======== INFORMATION

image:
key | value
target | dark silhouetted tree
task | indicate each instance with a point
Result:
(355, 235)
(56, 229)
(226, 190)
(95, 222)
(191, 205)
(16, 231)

================
======== INFORMATION

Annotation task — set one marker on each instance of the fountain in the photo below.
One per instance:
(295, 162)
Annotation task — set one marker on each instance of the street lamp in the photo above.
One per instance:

================
======== INFORMATION

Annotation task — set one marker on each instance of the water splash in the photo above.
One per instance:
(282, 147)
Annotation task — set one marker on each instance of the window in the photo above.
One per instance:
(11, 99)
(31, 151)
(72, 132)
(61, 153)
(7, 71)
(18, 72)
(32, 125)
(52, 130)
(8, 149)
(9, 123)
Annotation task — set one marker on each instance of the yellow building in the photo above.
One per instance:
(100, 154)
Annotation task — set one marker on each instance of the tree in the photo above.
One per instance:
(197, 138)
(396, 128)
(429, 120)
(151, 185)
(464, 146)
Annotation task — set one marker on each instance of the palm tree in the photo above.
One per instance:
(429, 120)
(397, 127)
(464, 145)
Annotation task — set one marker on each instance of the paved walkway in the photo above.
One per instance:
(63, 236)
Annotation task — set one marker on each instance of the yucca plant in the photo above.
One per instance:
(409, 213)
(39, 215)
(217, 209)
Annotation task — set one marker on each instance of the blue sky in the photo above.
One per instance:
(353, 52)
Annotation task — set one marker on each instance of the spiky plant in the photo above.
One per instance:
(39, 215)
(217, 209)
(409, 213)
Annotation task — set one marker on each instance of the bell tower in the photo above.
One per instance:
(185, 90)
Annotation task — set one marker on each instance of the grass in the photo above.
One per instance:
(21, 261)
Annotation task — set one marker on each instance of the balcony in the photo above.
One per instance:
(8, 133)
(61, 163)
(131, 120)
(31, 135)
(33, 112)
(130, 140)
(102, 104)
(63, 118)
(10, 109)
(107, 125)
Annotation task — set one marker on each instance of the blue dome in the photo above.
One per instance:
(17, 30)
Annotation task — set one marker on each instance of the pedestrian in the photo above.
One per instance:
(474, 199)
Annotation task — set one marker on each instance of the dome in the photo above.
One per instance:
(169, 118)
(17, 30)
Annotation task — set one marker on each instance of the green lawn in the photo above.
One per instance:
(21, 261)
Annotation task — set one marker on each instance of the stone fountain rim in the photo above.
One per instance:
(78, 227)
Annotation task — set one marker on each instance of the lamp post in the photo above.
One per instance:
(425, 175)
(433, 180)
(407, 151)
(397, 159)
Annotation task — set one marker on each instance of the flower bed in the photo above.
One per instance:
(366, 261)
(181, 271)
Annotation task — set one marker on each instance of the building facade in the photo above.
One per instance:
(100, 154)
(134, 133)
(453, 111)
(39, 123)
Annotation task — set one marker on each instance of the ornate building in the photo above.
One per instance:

================

All of the lines above that carry the string "lamp" need to be found and copied.

Annotation task — set one marker on each instance of the street lamp in the photo above.
Annotation task — set one marker on each instance of the lamp post in the photo above.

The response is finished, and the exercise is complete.